» **INSTRUCTIONS TO FOLLOW**
Convert every line of the data below into a Markdown table with the columns "Row" and "Entry", numbering the rows in order and skipping any blank lines. Leave the pictures out of the table.

» **Records from a collection**

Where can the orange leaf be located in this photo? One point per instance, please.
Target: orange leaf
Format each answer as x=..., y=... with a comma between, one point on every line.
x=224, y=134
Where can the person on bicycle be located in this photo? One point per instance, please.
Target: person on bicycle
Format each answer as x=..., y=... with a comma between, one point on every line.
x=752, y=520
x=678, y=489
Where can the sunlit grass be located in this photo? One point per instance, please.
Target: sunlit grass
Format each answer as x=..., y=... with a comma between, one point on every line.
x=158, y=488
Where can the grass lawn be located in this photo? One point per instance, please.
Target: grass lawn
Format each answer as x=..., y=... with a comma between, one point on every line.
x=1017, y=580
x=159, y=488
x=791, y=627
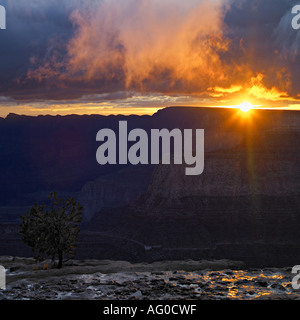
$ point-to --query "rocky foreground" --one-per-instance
(109, 280)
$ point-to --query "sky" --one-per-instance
(137, 56)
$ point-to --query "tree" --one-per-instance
(52, 230)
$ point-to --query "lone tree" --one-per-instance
(52, 230)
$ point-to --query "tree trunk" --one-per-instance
(59, 266)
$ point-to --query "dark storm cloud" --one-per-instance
(58, 50)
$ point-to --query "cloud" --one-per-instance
(104, 50)
(147, 45)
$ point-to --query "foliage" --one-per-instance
(52, 230)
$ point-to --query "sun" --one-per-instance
(245, 106)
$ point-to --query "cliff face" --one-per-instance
(244, 206)
(114, 190)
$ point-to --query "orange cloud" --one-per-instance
(149, 42)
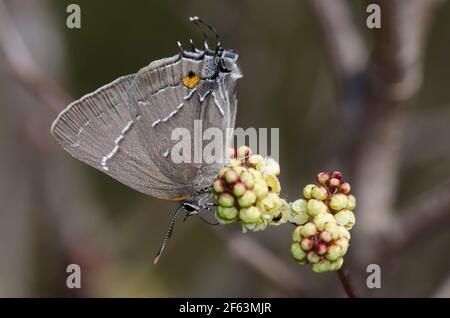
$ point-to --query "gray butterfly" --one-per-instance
(124, 128)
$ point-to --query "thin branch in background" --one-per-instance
(428, 214)
(25, 69)
(347, 283)
(264, 262)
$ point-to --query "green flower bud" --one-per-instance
(239, 189)
(343, 232)
(345, 188)
(345, 218)
(234, 163)
(299, 206)
(231, 176)
(223, 171)
(343, 243)
(309, 229)
(232, 153)
(337, 175)
(333, 183)
(321, 248)
(312, 257)
(248, 199)
(333, 252)
(297, 253)
(322, 266)
(325, 236)
(333, 229)
(351, 202)
(307, 244)
(239, 169)
(319, 193)
(248, 179)
(253, 160)
(297, 212)
(338, 201)
(296, 235)
(243, 152)
(260, 189)
(227, 213)
(307, 191)
(323, 218)
(273, 183)
(226, 200)
(249, 215)
(315, 207)
(218, 186)
(322, 178)
(269, 166)
(337, 264)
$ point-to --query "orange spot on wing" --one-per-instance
(191, 80)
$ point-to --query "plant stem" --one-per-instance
(346, 282)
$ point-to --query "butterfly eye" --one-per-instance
(191, 80)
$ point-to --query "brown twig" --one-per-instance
(346, 282)
(429, 213)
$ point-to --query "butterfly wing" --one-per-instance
(167, 104)
(100, 130)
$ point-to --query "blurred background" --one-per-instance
(373, 103)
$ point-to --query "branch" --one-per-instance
(430, 213)
(264, 262)
(346, 282)
(25, 69)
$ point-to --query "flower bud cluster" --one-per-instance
(247, 190)
(323, 217)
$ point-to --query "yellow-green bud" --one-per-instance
(337, 264)
(239, 169)
(253, 160)
(218, 186)
(248, 179)
(322, 266)
(312, 257)
(248, 199)
(323, 218)
(345, 187)
(273, 183)
(231, 176)
(319, 193)
(315, 207)
(297, 253)
(343, 243)
(345, 218)
(296, 235)
(261, 189)
(322, 178)
(333, 229)
(234, 163)
(239, 189)
(333, 252)
(338, 201)
(243, 152)
(351, 202)
(297, 212)
(223, 171)
(309, 229)
(306, 244)
(325, 236)
(227, 213)
(226, 200)
(307, 191)
(343, 232)
(250, 215)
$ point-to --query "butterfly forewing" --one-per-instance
(100, 130)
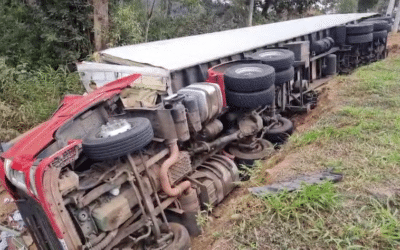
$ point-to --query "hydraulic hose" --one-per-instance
(107, 240)
(165, 184)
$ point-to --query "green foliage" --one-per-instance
(28, 98)
(127, 24)
(49, 32)
(187, 17)
(309, 199)
(347, 6)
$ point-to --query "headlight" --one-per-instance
(32, 173)
(14, 176)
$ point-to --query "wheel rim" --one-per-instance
(264, 149)
(114, 128)
(270, 54)
(248, 71)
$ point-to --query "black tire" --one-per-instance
(388, 19)
(340, 35)
(250, 100)
(180, 240)
(280, 59)
(284, 76)
(379, 25)
(380, 34)
(247, 78)
(366, 38)
(280, 132)
(327, 44)
(357, 29)
(317, 47)
(330, 39)
(137, 137)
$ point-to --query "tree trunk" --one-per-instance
(396, 20)
(100, 23)
(389, 11)
(251, 9)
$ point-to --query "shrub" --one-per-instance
(28, 98)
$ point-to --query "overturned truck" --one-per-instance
(131, 163)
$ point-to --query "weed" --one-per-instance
(28, 98)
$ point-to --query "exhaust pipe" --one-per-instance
(165, 184)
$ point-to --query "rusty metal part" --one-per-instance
(180, 168)
(215, 178)
(95, 240)
(217, 144)
(63, 219)
(100, 190)
(189, 201)
(262, 150)
(164, 179)
(250, 124)
(147, 202)
(153, 186)
(110, 215)
(193, 113)
(110, 236)
(212, 129)
(181, 125)
(68, 182)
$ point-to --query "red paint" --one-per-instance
(217, 77)
(23, 153)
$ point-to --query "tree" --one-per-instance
(280, 6)
(45, 32)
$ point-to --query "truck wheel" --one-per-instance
(366, 38)
(280, 59)
(118, 138)
(284, 76)
(247, 78)
(357, 29)
(330, 39)
(250, 100)
(380, 34)
(317, 47)
(180, 241)
(340, 35)
(384, 18)
(378, 25)
(281, 131)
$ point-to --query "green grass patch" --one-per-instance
(28, 98)
(361, 139)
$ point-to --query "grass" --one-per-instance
(28, 98)
(359, 136)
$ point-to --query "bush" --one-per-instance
(126, 24)
(50, 32)
(28, 98)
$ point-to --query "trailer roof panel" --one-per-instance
(178, 53)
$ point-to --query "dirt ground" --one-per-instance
(226, 214)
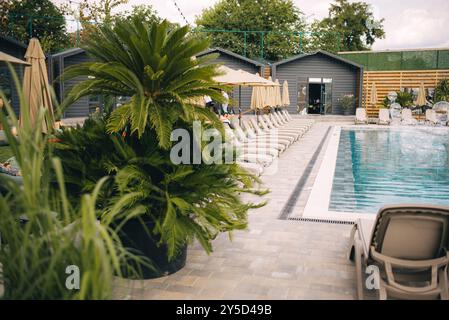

» **OUTPUT OF THE TASK**
| Row | Entry |
|---|---|
| 1 | Where can the orange leaf be located in this photo? One point per instance, please. |
| 2 | Target: orange leaf |
| 3 | Format each answer as x=..., y=... with a comma between, one point on every line. |
| 4 | x=224, y=134 |
| 5 | Where can the person on bicycle be located in this photo? One point per instance, please. |
| 6 | Target: person on bicycle |
| 7 | Format each answer as x=..., y=... with a comma between, one point on every line. |
| 8 | x=752, y=520 |
| 9 | x=678, y=489 |
| 10 | Where can the sunlit grass be located in this photo? One point per instance, please. |
| 11 | Target: sunlit grass |
| 12 | Format each answer as x=..., y=... with a comma between, one point on every line. |
| 13 | x=158, y=488 |
| 14 | Where can the grass lawn be located in this photo? One point per instance, please. |
| 15 | Target: grass lawn |
| 16 | Format each answer as x=..., y=... with a comma between, one point on every line. |
| 17 | x=1017, y=580 |
| 18 | x=159, y=488 |
| 19 | x=791, y=627 |
| 20 | $ point-to --query "rocky foreground" --one-per-instance |
| 21 | (109, 280) |
| 22 | $ point-to --query "sky" --one-per-instance |
| 23 | (137, 56) |
| 24 | $ point-to --query "tree" --one-per-instance |
| 25 | (52, 230) |
| 26 | $ point-to --query "lone tree" --one-per-instance |
| 27 | (52, 230) |
| 28 | $ point-to --query "tree trunk" --one-per-instance |
| 29 | (59, 266) |
| 30 | $ point-to --query "dark storm cloud" --one-per-instance |
| 31 | (58, 50) |
| 32 | $ point-to --query "cloud" --one-per-instance |
| 33 | (104, 50) |
| 34 | (147, 45) |
| 35 | $ point-to --query "foliage" --one-per-instance |
| 36 | (52, 230) |
| 37 | $ point-to --query "sun" --one-per-instance |
| 38 | (245, 106) |
| 39 | $ point-to --query "cliff face" --one-per-instance |
| 40 | (244, 206) |
| 41 | (114, 190) |
| 42 | $ point-to --query "orange cloud" --one-per-instance |
| 43 | (149, 42) |
| 44 | $ point-to --query "gray butterfly" --one-per-instance |
| 45 | (124, 128) |
| 46 | $ point-to --query "thin branch in background" --one-per-instance |
| 47 | (428, 214) |
| 48 | (25, 69) |
| 49 | (347, 283) |
| 50 | (264, 262) |
| 51 | $ point-to --query "green flower bud" --one-per-instance |
| 52 | (239, 189) |
| 53 | (343, 232) |
| 54 | (345, 188) |
| 55 | (345, 218) |
| 56 | (234, 163) |
| 57 | (299, 206) |
| 58 | (231, 176) |
| 59 | (223, 171) |
| 60 | (343, 243) |
| 61 | (309, 229) |
| 62 | (232, 153) |
| 63 | (337, 175) |
| 64 | (333, 183) |
| 65 | (321, 248) |
| 66 | (312, 257) |
| 67 | (248, 199) |
| 68 | (333, 252) |
| 69 | (297, 253) |
| 70 | (322, 266) |
| 71 | (325, 236) |
| 72 | (333, 229) |
| 73 | (351, 202) |
| 74 | (307, 244) |
| 75 | (239, 169) |
| 76 | (319, 193) |
| 77 | (248, 179) |
| 78 | (253, 160) |
| 79 | (297, 212) |
| 80 | (338, 201) |
| 81 | (296, 235) |
| 82 | (243, 152) |
| 83 | (260, 189) |
| 84 | (227, 213) |
| 85 | (307, 191) |
| 86 | (323, 218) |
| 87 | (273, 183) |
| 88 | (226, 200) |
| 89 | (249, 215) |
| 90 | (315, 207) |
| 91 | (218, 186) |
| 92 | (322, 178) |
| 93 | (269, 166) |
| 94 | (337, 264) |
| 95 | $ point-to --query "orange spot on wing" --one-per-instance |
| 96 | (191, 80) |
| 97 | $ point-to --query "plant stem" --one-per-instance |
| 98 | (346, 282) |
| 99 | $ point-to --query "butterfly eye" --one-per-instance |
| 100 | (191, 80) |
| 101 | $ point-to --query "brown twig" --one-per-instance |
| 102 | (346, 282) |
| 103 | (429, 213) |
| 104 | $ point-to --query "butterfly wing" --one-per-instance |
| 105 | (167, 104) |
| 106 | (100, 130) |
| 107 | $ point-to --query "blurred background" --one-per-instance |
| 108 | (373, 103) |
| 109 | $ point-to --query "branch" --one-per-instance |
| 110 | (430, 213) |
| 111 | (264, 262) |
| 112 | (346, 282) |
| 113 | (25, 69) |
| 114 | $ point-to --query "flower bud cluster" --one-per-instance |
| 115 | (247, 190) |
| 116 | (323, 217) |
| 117 | $ point-to --query "yellow-green bud" --one-per-instance |
| 118 | (337, 264) |
| 119 | (239, 169) |
| 120 | (253, 160) |
| 121 | (218, 186) |
| 122 | (248, 179) |
| 123 | (322, 266) |
| 124 | (312, 257) |
| 125 | (248, 199) |
| 126 | (323, 218) |
| 127 | (345, 187) |
| 128 | (273, 183) |
| 129 | (231, 176) |
| 130 | (319, 193) |
| 131 | (315, 207) |
| 132 | (297, 253) |
| 133 | (343, 243) |
| 134 | (345, 218) |
| 135 | (296, 235) |
| 136 | (261, 189) |
| 137 | (322, 178) |
| 138 | (333, 229) |
| 139 | (234, 163) |
| 140 | (239, 189) |
| 141 | (333, 252) |
| 142 | (338, 201) |
| 143 | (243, 152) |
| 144 | (351, 202) |
| 145 | (297, 212) |
| 146 | (223, 171) |
| 147 | (309, 229) |
| 148 | (306, 244) |
| 149 | (325, 236) |
| 150 | (227, 213) |
| 151 | (226, 200) |
| 152 | (307, 191) |
| 153 | (343, 232) |
| 154 | (250, 215) |
| 155 | $ point-to --query "butterfly forewing" --one-per-instance |
| 156 | (100, 130) |
| 157 | $ point-to --query "hydraulic hose" --one-per-instance |
| 158 | (107, 240) |
| 159 | (165, 184) |
| 160 | $ point-to --query "green foliage" --one-per-instance |
| 161 | (28, 98) |
| 162 | (127, 24) |
| 163 | (49, 32) |
| 164 | (187, 17) |
| 165 | (309, 199) |
| 166 | (347, 6) |
| 167 | $ point-to --query "headlight" --one-per-instance |
| 168 | (32, 173) |
| 169 | (14, 176) |
| 170 | $ point-to --query "wheel rim" --one-per-instance |
| 171 | (264, 149) |
| 172 | (114, 128) |
| 173 | (270, 54) |
| 174 | (248, 71) |
| 175 | $ point-to --query "black tire" --one-per-instance |
| 176 | (388, 19) |
| 177 | (340, 35) |
| 178 | (250, 100) |
| 179 | (180, 240) |
| 180 | (280, 59) |
| 181 | (284, 76) |
| 182 | (379, 25) |
| 183 | (380, 34) |
| 184 | (247, 78) |
| 185 | (366, 38) |
| 186 | (280, 132) |
| 187 | (327, 44) |
| 188 | (357, 29) |
| 189 | (317, 47) |
| 190 | (330, 39) |
| 191 | (137, 137) |
| 192 | $ point-to --query "tree trunk" --one-per-instance |
| 193 | (396, 20) |
| 194 | (100, 23) |
| 195 | (389, 11) |
| 196 | (251, 9) |
| 197 | $ point-to --query "shrub" --one-per-instance |
| 198 | (28, 98) |
| 199 | $ point-to --query "overturned truck" --one-per-instance |
| 200 | (131, 163) |
| 201 | $ point-to --query "weed" --one-per-instance |
| 202 | (28, 98) |
| 203 | $ point-to --query "exhaust pipe" --one-per-instance |
| 204 | (165, 184) |
| 205 | $ point-to --query "rusty metal part" --one-per-instance |
| 206 | (180, 168) |
| 207 | (215, 178) |
| 208 | (95, 240) |
| 209 | (217, 144) |
| 210 | (63, 219) |
| 211 | (100, 190) |
| 212 | (189, 201) |
| 213 | (262, 150) |
| 214 | (164, 179) |
| 215 | (250, 124) |
| 216 | (147, 202) |
| 217 | (153, 186) |
| 218 | (110, 215) |
| 219 | (193, 113) |
| 220 | (110, 236) |
| 221 | (212, 129) |
| 222 | (181, 125) |
| 223 | (68, 182) |
| 224 | $ point-to --query "red paint" --one-per-instance |
| 225 | (217, 77) |
| 226 | (23, 153) |
| 227 | $ point-to --query "tree" --one-per-instance |
| 228 | (280, 6) |
| 229 | (45, 32) |
| 230 | $ point-to --query "truck wheel" --one-per-instance |
| 231 | (366, 38) |
| 232 | (280, 59) |
| 233 | (118, 138) |
| 234 | (284, 76) |
| 235 | (247, 78) |
| 236 | (357, 29) |
| 237 | (330, 39) |
| 238 | (250, 100) |
| 239 | (380, 34) |
| 240 | (317, 47) |
| 241 | (180, 241) |
| 242 | (340, 35) |
| 243 | (384, 18) |
| 244 | (378, 25) |
| 245 | (281, 131) |
| 246 | $ point-to --query "green grass patch" --one-per-instance |
| 247 | (28, 98) |
| 248 | (361, 139) |
| 249 | $ point-to --query "grass" --one-per-instance |
| 250 | (28, 98) |
| 251 | (359, 136) |
| 252 | $ point-to --query "bush" --one-per-instance |
| 253 | (126, 24) |
| 254 | (50, 32) |
| 255 | (28, 98) |
| 256 | $ point-to --query "trailer roof panel" --one-per-instance |
| 257 | (178, 53) |
| 258 | $ point-to --query "dirt ground" --one-per-instance |
| 259 | (226, 214) |